>> begin RECORDS
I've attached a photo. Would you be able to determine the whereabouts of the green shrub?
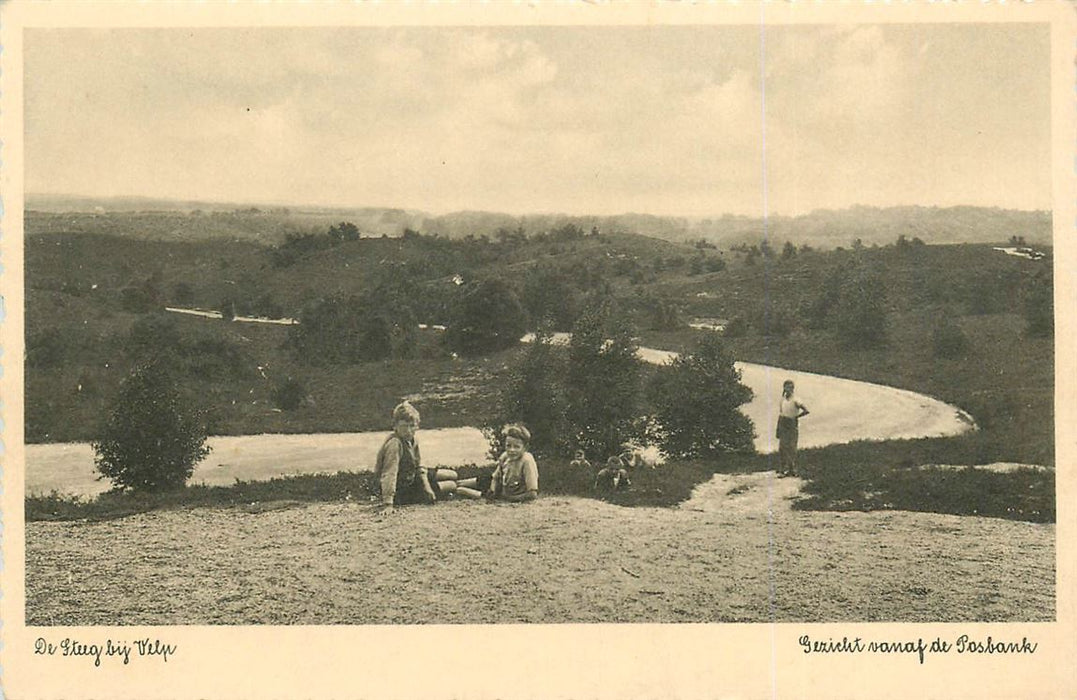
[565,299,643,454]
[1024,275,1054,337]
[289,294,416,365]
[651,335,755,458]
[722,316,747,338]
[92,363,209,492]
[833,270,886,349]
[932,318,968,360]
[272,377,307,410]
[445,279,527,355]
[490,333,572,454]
>> end RECORDS
Reproduce the listing above word for word, leaving out any pictures.

I've attached a photo. Would you be able to determine the whereabouts of the green shrub?
[565,299,643,454]
[1024,275,1054,337]
[289,294,416,365]
[651,335,755,458]
[722,316,747,338]
[92,363,209,492]
[833,270,886,349]
[932,318,968,360]
[272,377,307,410]
[445,279,527,355]
[490,333,572,454]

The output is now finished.